What is being asked |
Transcribe every line of the listing below without any deviation.

Records provided |

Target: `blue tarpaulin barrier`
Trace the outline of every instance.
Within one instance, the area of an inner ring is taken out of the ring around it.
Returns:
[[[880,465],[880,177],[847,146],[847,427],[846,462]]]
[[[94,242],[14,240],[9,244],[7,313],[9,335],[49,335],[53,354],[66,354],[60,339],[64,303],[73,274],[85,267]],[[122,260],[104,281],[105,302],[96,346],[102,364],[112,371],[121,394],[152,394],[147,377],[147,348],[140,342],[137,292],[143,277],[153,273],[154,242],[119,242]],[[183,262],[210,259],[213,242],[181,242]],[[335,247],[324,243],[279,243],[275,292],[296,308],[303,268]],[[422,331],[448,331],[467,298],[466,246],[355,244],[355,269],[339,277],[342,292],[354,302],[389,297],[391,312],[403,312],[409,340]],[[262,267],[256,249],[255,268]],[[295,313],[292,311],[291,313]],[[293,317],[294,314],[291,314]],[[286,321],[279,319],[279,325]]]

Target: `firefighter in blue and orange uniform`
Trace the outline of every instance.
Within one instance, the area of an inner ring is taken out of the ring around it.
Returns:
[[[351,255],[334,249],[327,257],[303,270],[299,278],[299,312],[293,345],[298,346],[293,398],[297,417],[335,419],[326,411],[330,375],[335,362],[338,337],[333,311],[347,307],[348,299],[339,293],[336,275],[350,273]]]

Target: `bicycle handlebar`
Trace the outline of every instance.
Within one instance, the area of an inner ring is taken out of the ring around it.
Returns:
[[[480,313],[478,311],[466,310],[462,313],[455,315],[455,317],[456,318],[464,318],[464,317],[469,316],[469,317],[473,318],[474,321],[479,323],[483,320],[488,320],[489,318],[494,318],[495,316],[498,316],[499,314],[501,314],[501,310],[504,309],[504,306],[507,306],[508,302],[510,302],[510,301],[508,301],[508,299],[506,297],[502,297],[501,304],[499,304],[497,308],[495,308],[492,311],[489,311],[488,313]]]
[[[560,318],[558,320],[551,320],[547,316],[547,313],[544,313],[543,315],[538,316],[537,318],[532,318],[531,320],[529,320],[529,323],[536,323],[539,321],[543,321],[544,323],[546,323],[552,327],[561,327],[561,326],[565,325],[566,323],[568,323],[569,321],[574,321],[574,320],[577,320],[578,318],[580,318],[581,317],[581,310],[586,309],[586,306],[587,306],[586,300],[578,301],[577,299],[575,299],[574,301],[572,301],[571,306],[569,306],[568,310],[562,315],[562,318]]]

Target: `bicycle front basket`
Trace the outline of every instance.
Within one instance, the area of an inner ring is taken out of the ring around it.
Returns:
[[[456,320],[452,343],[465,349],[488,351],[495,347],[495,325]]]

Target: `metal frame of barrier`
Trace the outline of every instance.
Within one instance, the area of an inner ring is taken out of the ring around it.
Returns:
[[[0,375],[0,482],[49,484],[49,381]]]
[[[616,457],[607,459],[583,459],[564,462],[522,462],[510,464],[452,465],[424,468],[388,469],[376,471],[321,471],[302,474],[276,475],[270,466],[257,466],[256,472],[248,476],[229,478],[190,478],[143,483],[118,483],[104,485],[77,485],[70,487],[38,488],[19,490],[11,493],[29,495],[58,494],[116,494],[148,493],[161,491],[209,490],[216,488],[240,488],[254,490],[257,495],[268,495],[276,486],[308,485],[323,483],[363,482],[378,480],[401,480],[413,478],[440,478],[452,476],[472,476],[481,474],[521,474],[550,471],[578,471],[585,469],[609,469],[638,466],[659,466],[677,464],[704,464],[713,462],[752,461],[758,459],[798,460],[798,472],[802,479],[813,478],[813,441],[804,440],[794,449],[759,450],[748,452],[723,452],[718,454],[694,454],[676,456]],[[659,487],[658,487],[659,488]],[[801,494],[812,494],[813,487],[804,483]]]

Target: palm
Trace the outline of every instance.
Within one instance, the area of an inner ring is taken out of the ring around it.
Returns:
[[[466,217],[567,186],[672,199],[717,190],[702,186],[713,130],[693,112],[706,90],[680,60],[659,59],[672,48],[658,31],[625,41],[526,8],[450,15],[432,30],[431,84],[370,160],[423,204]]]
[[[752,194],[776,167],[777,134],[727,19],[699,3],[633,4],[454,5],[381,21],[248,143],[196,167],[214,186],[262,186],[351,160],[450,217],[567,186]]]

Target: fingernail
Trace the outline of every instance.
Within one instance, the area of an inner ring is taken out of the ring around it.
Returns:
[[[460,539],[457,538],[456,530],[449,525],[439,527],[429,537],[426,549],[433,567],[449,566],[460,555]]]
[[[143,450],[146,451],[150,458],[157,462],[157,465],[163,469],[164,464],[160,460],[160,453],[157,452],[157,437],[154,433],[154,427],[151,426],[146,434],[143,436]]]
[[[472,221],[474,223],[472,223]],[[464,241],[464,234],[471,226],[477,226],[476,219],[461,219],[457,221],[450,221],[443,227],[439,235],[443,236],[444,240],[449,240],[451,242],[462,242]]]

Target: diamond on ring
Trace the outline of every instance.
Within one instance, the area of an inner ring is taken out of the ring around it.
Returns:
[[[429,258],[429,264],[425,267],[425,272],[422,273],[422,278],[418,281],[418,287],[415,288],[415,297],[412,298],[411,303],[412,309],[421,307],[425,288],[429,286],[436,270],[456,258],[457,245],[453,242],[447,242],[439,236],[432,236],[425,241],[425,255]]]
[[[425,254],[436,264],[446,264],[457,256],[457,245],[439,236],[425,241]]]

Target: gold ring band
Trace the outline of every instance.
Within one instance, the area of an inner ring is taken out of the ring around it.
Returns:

Task result |
Target: `blue tarpaulin barrier`
Trace the outline of every instance.
Within one instance, the area of an inner ring is taken out of the ring around it.
Returns:
[[[880,465],[880,177],[847,146],[847,427],[846,462]]]
[[[94,242],[14,240],[9,244],[7,313],[9,335],[49,335],[53,354],[66,354],[60,339],[64,303],[73,274],[85,267]],[[122,260],[104,281],[105,302],[96,346],[102,364],[112,371],[121,394],[152,394],[147,377],[147,348],[140,342],[137,292],[143,277],[153,273],[154,242],[119,242]],[[183,262],[210,259],[213,242],[181,242]],[[335,247],[324,243],[279,243],[275,292],[296,308],[303,268]],[[422,331],[448,331],[467,298],[466,246],[355,244],[355,269],[339,277],[342,292],[354,302],[389,297],[391,312],[403,312],[409,340]],[[262,267],[256,249],[255,268]],[[295,313],[292,311],[291,313]],[[293,317],[294,314],[291,314]],[[286,321],[279,319],[279,325]]]

Target: `firefighter in blue and orange uniform`
Trace the outline of every instance.
Within one instance, the area of an inner ring is taken out of the ring around it.
Returns:
[[[351,255],[334,249],[327,257],[303,270],[299,278],[299,312],[293,345],[298,346],[293,398],[297,417],[335,419],[326,411],[330,375],[335,362],[338,337],[333,311],[347,307],[348,299],[339,293],[336,275],[350,273]]]

Target: `bicycle handlebar`
Trace the outline of every instance.
Within one instance, the area of an inner ring is taken out of the ring around it.
Returns:
[[[480,313],[478,311],[466,310],[462,313],[455,315],[455,317],[456,318],[464,318],[464,317],[469,316],[469,317],[473,318],[474,321],[479,323],[483,320],[488,320],[489,318],[494,318],[495,316],[498,316],[499,314],[501,314],[501,310],[504,309],[504,306],[507,306],[508,302],[510,302],[510,301],[508,301],[508,299],[506,297],[502,297],[501,304],[499,304],[497,308],[495,308],[492,311],[489,311],[488,313]]]
[[[560,318],[558,320],[551,320],[547,316],[547,313],[544,313],[543,315],[538,316],[537,318],[532,318],[531,320],[529,320],[529,323],[536,323],[539,321],[543,321],[544,323],[546,323],[552,327],[561,327],[561,326],[565,325],[566,323],[568,323],[569,321],[574,321],[574,320],[577,320],[578,318],[580,318],[581,317],[581,310],[586,309],[586,306],[587,306],[586,300],[578,301],[577,299],[575,299],[574,301],[572,301],[571,306],[569,306],[568,310],[562,315],[562,318]]]

Target: `bicycle front basket`
Trace the outline of every instance.
Within one instance, the area of an inner ring is taken out of the ring around it.
Returns:
[[[456,320],[452,343],[465,349],[488,351],[495,347],[495,325]]]

Target: `metal frame of barrier`
Trace the outline of every instance.
Within one instance, the area of an inner ring is taken out of the ring around it.
Returns:
[[[0,375],[0,482],[49,484],[49,381]]]
[[[616,457],[607,459],[583,459],[564,462],[522,462],[510,464],[452,465],[424,468],[388,469],[376,471],[321,471],[302,474],[276,475],[270,466],[257,466],[256,472],[248,476],[229,478],[190,478],[143,483],[118,483],[104,485],[77,485],[70,487],[38,488],[19,490],[11,493],[29,495],[58,494],[116,494],[148,493],[161,491],[209,490],[216,488],[240,488],[254,490],[257,495],[268,495],[276,486],[308,485],[323,483],[363,482],[378,480],[401,480],[413,478],[440,478],[452,476],[472,476],[481,474],[521,474],[550,471],[578,471],[585,469],[609,469],[638,466],[659,466],[677,464],[704,464],[713,462],[752,461],[758,459],[798,460],[798,472],[802,479],[813,478],[813,441],[804,440],[794,449],[759,450],[748,452],[723,452],[718,454],[694,454],[676,456]],[[659,487],[658,487],[659,488]],[[801,494],[812,494],[813,487],[804,483]]]

Target: palm
Trace the outline of every instance.
Within one instance, the area of an inner ring is taken out of the ring around it.
Returns:
[[[466,217],[567,186],[672,199],[717,190],[702,186],[713,130],[693,112],[706,90],[680,60],[659,59],[672,48],[658,31],[625,41],[526,8],[450,15],[432,30],[431,84],[370,160],[423,204]]]
[[[752,194],[776,167],[777,134],[727,19],[699,3],[633,4],[454,5],[381,21],[248,143],[196,167],[214,186],[262,186],[351,160],[450,217],[567,186]]]

Target: fingernail
Trace the outline of every instance.
Within one instance, the area of an inner ring is taken out of the ring around it.
Returns:
[[[460,539],[457,538],[456,530],[449,525],[439,527],[429,537],[426,549],[433,567],[449,566],[460,555]]]
[[[143,450],[146,451],[150,458],[157,462],[157,465],[163,469],[164,464],[160,460],[160,453],[157,452],[157,437],[154,433],[154,427],[151,426],[146,434],[143,436]]]
[[[472,221],[474,223],[472,223]],[[464,241],[464,234],[471,226],[477,226],[476,219],[461,219],[457,221],[450,221],[443,227],[439,235],[443,236],[444,240],[449,240],[451,242],[462,242]]]

Target: diamond on ring
Trace the outline of every instance.
Within one instance, the area of an inner ring is taken out of the ring around it.
Returns:
[[[429,258],[429,264],[425,267],[425,272],[422,273],[422,278],[418,281],[418,287],[415,288],[415,297],[412,298],[411,303],[412,309],[421,307],[425,288],[429,286],[436,270],[456,258],[457,245],[453,242],[447,242],[439,236],[432,236],[425,241],[425,255]]]
[[[425,254],[436,264],[446,264],[457,256],[457,245],[439,236],[425,241]]]

Target: gold ring band
Trace the outline of every instance.
Within one instance, the area of an inner ring is taken out of the ring around it.
Returns:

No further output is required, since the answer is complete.